[Instructions to follow]: Below are the records. Retype exactly the lines between the lines holding "Where can the blue sky" and "Where can the orange", inclusive.

--- Task data Enclosed Below ---

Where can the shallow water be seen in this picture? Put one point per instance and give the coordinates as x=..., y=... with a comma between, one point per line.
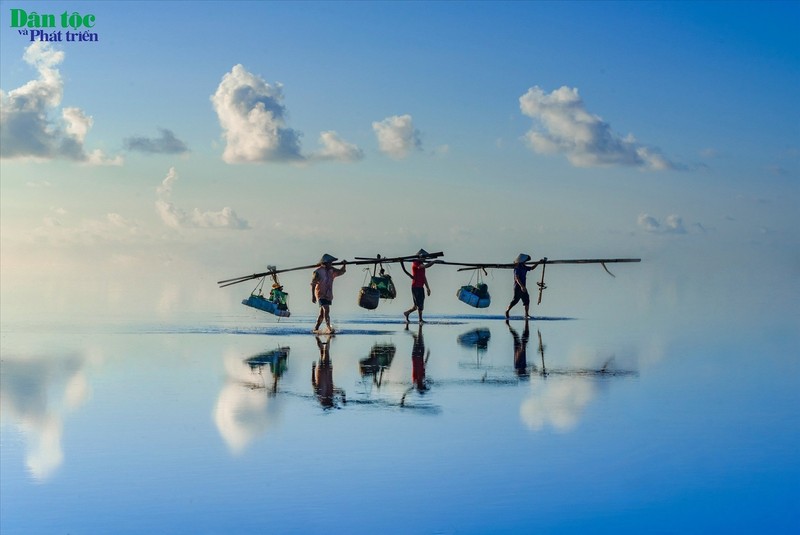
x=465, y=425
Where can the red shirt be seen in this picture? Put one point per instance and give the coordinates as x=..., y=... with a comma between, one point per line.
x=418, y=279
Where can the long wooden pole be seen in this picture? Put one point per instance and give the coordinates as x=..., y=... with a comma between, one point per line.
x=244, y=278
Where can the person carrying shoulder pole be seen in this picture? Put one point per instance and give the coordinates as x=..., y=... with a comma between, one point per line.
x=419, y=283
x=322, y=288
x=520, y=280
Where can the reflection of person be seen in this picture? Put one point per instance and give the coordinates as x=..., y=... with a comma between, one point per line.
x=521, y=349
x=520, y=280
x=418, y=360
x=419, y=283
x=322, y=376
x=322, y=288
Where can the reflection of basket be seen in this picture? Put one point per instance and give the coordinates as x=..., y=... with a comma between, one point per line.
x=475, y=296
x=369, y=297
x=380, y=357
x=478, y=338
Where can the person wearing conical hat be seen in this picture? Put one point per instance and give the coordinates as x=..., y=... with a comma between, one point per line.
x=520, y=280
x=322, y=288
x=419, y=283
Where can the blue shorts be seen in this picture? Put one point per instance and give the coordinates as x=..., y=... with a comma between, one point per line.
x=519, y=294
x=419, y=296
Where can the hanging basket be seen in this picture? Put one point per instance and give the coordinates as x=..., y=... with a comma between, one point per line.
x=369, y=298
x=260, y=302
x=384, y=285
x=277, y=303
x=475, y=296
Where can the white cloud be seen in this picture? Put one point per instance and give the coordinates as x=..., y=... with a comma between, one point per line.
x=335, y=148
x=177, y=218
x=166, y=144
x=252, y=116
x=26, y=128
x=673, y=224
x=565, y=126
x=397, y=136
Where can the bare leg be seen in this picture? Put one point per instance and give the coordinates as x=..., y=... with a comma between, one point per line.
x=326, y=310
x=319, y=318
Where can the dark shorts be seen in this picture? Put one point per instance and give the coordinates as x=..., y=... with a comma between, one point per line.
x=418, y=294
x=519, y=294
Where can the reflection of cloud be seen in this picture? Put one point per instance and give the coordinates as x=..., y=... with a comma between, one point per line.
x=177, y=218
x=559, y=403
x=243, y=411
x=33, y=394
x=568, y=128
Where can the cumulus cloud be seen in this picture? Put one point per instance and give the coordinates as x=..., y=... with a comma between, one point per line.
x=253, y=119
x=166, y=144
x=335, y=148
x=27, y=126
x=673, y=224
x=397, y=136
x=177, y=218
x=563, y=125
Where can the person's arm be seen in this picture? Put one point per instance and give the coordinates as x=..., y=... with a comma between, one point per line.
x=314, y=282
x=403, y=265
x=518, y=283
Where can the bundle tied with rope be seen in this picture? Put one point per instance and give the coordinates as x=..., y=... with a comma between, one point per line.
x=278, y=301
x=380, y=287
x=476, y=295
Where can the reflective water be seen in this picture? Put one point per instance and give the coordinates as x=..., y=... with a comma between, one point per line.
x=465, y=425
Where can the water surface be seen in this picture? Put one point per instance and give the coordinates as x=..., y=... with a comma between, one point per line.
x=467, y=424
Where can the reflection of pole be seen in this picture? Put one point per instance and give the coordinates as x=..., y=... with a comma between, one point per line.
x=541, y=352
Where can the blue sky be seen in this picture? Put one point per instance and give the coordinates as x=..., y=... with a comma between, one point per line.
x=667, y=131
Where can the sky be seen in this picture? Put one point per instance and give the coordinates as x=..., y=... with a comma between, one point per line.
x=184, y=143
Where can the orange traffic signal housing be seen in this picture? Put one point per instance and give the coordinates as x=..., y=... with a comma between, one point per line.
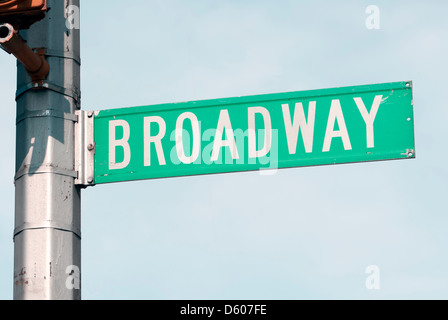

--- End of Enclosed Task data ---
--- Task data Enclosed Below ---

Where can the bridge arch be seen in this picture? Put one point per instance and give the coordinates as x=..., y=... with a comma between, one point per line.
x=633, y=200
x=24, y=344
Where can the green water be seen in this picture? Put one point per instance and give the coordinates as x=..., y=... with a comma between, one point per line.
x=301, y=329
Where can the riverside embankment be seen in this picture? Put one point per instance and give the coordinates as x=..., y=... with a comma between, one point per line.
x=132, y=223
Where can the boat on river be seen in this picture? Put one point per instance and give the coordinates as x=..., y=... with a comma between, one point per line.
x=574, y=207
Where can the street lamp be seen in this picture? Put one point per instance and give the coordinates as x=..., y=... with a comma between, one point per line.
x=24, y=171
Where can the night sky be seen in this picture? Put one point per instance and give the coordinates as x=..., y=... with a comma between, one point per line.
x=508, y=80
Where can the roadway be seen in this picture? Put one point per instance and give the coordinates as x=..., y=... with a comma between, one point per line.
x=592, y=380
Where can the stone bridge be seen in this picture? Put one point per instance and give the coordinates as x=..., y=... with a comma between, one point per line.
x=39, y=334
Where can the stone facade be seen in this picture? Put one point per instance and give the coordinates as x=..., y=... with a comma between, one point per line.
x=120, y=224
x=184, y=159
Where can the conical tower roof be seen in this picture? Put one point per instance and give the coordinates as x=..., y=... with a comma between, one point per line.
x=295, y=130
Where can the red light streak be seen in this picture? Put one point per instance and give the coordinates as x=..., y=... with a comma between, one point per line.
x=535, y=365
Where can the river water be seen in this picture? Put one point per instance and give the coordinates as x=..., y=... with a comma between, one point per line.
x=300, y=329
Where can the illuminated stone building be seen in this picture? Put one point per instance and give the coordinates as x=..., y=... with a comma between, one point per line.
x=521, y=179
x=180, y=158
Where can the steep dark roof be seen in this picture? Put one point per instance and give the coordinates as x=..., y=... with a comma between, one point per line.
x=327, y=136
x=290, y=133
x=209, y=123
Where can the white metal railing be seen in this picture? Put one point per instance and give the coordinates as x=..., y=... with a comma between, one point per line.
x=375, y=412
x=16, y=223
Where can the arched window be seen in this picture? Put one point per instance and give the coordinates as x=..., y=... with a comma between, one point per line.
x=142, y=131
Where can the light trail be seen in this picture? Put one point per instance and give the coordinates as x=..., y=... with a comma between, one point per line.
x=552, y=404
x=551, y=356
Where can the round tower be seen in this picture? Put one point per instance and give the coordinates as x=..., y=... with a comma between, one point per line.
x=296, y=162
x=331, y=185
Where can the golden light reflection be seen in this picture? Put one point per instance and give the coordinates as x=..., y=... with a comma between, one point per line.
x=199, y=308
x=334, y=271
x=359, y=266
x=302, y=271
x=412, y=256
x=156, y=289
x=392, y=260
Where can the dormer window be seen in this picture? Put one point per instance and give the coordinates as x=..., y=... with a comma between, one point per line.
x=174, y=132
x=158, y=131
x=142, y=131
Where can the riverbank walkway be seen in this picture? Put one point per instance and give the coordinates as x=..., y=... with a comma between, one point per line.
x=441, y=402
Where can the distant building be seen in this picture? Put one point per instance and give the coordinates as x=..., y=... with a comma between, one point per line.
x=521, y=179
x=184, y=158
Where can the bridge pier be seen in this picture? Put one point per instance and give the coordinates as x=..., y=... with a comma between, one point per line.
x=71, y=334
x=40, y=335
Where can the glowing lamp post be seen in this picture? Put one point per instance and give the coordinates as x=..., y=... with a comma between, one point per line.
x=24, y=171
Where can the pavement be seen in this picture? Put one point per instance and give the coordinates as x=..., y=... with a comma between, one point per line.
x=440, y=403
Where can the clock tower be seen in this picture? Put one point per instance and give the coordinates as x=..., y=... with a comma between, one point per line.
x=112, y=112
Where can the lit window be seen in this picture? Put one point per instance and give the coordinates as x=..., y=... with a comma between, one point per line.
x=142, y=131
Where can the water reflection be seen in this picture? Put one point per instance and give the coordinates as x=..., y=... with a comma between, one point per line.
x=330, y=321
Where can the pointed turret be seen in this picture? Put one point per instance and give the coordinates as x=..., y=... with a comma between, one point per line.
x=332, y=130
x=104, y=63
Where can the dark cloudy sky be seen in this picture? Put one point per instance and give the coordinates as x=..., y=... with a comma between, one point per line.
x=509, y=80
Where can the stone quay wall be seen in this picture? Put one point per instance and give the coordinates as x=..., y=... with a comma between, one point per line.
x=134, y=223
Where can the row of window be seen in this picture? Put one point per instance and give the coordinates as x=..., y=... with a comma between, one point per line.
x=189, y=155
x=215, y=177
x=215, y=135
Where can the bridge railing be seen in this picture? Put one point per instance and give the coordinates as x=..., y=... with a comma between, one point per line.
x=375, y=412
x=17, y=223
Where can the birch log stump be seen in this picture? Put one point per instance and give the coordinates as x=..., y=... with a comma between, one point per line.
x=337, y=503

--- End of Enclosed Task data ---

[Result of the exercise]:
Where can the blue sky be seen in this picture? Put one point per instance and give the coordinates as x=..., y=... with a comma between, one point per line.
x=667, y=131
Where can the sky be seen in this picture? Put one point per instance and give the coordinates as x=..., y=... with a comma between, one point per line.
x=184, y=143
Where can the orange traffic signal housing be seen in this picture? Put one point per instance and give the coordinates as x=..., y=... with a comma between, one point per line.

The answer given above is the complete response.